___ DATASET EXTRACT ___

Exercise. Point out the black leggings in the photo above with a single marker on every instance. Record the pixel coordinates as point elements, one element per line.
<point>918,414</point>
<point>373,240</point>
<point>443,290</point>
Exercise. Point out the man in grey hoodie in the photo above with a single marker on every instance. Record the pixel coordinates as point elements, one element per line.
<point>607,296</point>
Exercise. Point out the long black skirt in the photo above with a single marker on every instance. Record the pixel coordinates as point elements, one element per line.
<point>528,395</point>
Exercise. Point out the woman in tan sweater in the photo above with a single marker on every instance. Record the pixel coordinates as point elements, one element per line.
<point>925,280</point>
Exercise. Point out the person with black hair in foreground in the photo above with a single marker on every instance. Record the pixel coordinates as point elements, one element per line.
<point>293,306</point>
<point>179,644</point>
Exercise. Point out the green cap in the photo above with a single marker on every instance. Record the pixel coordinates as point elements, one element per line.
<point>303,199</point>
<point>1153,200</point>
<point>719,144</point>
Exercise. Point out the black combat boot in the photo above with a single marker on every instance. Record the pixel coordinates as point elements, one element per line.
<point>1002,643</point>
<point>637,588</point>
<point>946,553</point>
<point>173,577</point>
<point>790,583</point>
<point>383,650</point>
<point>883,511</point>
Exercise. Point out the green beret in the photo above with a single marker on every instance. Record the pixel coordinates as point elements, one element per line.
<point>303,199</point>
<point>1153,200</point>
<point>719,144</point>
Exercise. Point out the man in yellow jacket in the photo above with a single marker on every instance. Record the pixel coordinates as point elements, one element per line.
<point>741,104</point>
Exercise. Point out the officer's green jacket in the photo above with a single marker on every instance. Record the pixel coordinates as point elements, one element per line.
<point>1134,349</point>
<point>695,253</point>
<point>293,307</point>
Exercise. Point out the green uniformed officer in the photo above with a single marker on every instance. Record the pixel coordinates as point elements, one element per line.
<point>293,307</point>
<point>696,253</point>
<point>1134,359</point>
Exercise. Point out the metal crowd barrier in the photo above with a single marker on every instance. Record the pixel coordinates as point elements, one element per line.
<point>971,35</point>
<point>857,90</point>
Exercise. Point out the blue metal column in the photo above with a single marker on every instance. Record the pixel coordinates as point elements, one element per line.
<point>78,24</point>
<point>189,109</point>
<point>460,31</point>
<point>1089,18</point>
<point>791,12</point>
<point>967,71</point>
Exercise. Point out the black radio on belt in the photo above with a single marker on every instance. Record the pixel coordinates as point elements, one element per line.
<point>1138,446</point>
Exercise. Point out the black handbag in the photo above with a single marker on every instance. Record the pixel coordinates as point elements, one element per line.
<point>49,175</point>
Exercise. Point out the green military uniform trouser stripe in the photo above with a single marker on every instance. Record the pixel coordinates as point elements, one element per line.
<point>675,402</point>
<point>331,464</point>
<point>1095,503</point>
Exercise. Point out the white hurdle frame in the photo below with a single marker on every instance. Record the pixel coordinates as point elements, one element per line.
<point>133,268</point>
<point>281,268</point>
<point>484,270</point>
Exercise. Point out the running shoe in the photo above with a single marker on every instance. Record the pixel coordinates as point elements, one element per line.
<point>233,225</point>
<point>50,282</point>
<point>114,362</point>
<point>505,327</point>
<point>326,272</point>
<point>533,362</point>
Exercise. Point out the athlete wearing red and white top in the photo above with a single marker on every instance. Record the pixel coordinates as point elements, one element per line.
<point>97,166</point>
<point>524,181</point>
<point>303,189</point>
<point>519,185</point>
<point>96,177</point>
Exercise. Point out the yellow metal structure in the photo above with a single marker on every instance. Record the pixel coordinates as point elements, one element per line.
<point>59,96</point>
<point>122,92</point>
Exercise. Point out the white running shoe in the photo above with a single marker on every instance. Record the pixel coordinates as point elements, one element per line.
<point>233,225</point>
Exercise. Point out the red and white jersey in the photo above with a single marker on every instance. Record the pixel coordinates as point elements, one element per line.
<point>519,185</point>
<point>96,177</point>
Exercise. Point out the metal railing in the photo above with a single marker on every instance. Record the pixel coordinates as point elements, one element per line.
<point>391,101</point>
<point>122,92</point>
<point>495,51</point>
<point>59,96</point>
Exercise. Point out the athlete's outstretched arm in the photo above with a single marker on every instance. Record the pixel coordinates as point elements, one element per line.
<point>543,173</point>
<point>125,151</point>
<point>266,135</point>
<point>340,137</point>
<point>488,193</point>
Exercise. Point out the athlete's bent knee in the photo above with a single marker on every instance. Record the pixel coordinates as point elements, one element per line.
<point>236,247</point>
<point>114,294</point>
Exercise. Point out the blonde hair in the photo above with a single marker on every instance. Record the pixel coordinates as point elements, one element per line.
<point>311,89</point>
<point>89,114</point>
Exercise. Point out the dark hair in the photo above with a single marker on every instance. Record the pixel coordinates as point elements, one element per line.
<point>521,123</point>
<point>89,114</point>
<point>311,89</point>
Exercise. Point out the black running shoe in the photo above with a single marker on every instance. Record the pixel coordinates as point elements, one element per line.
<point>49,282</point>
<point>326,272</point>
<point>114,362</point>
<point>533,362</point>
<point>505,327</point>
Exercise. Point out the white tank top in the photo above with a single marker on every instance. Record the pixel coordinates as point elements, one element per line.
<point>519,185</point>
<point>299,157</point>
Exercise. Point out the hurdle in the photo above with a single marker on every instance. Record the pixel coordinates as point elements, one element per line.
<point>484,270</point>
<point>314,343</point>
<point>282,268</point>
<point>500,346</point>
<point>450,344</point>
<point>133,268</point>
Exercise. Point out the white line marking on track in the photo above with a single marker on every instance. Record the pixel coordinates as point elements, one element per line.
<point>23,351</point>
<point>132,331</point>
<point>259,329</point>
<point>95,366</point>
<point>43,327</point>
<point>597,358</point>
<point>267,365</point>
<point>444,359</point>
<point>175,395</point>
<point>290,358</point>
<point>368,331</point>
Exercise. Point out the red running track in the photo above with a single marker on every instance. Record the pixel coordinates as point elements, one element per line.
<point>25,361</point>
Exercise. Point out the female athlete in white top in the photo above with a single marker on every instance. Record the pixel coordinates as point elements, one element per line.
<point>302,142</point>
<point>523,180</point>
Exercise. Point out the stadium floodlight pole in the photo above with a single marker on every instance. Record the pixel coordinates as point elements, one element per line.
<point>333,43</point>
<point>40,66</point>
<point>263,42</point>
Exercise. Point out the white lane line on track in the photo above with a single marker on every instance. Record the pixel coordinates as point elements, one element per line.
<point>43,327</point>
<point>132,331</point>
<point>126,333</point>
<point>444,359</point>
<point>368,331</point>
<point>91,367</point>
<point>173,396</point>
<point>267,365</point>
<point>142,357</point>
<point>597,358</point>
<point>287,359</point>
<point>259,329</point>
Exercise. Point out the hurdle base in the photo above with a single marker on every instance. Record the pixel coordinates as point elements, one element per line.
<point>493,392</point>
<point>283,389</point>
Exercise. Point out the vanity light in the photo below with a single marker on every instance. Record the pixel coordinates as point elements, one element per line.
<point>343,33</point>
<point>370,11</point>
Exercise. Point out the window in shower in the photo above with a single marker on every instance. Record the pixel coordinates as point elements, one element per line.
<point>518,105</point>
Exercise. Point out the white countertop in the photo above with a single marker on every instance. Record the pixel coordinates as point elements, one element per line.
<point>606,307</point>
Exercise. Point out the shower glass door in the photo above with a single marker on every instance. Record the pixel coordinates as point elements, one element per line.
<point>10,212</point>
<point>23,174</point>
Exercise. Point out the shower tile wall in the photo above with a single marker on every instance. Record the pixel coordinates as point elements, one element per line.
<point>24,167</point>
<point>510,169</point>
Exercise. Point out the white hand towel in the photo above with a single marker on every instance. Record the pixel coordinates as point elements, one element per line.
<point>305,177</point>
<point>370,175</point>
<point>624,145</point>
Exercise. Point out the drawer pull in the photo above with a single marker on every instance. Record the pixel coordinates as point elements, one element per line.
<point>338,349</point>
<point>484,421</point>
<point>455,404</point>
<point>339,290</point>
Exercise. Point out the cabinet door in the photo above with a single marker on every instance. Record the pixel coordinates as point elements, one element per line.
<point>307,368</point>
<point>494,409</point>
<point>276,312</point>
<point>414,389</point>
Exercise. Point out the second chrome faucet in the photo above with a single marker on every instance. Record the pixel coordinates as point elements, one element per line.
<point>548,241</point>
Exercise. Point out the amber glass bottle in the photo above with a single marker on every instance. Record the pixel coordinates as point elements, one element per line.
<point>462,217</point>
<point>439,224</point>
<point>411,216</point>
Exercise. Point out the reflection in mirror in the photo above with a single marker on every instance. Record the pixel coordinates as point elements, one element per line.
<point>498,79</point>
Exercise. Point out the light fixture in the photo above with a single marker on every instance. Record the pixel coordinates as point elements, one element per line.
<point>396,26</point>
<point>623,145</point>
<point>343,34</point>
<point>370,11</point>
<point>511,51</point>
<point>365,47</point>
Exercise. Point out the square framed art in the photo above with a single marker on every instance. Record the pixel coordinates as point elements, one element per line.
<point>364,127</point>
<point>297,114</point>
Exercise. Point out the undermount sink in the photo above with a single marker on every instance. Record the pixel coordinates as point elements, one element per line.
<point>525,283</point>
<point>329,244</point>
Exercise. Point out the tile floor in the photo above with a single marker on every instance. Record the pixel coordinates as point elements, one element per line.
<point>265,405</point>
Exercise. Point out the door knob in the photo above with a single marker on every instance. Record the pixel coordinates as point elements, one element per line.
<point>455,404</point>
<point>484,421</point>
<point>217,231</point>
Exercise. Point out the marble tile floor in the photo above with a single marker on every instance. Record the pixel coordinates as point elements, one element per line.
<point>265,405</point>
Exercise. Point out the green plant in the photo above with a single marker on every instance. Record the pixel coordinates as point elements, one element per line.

___

■ GIVEN TASK: Convert the records from the line with "Exercise. Point out the white hand" to the line with "<point>624,145</point>" into a two-column CSV with the headers text and answer, one row per record. Quote each field and replace line breaks with spaces.

■ EXERCISE OUTPUT:
text,answer
"Exercise. Point out the white hand towel in the photo above with a single marker on every instance. Record the pixel coordinates as point elements, one element per line.","<point>305,177</point> <point>370,175</point> <point>624,145</point>"